>> Begin Records for the task

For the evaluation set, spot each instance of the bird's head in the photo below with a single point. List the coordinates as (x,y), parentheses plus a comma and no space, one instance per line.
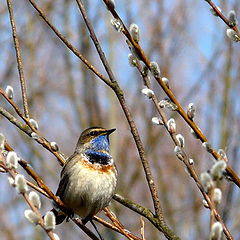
(95,138)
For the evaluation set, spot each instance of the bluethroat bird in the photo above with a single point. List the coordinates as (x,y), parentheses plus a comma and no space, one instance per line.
(89,176)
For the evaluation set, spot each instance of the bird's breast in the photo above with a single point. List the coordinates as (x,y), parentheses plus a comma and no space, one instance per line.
(90,187)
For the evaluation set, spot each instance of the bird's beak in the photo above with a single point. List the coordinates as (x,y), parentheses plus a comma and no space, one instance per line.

>> End Records for the task

Recast all the entries above as a JSON list of strings, with one string per line and no strings for blank lines. Leave the pictures out of the answer.

» Response to the task:
[
  "For the evaluation set, spot each instance of the bird's head in the photo below with a single point. List the coordinates as (x,y), parentheses plus a comma and no space, one instance per line.",
  "(95,138)",
  "For the evaluation set, spot each instance of the bluethroat bird in the photo above with a single point. List the coordinates as (x,y), parentheses plus a comma and no space, one instance per line.",
  "(89,176)",
  "For the evaluation set, spot each instance of the bird's breast in the photo above with a single point. List the coordinates as (x,y), parentheses plus a comma and no space, one instance per line.",
  "(90,187)",
  "For the evaluation set, spot each instance of the bird's beak in the photo above with a single point. List the coordinates as (x,y), parentheses plus a comma and no space, one instance per line."
]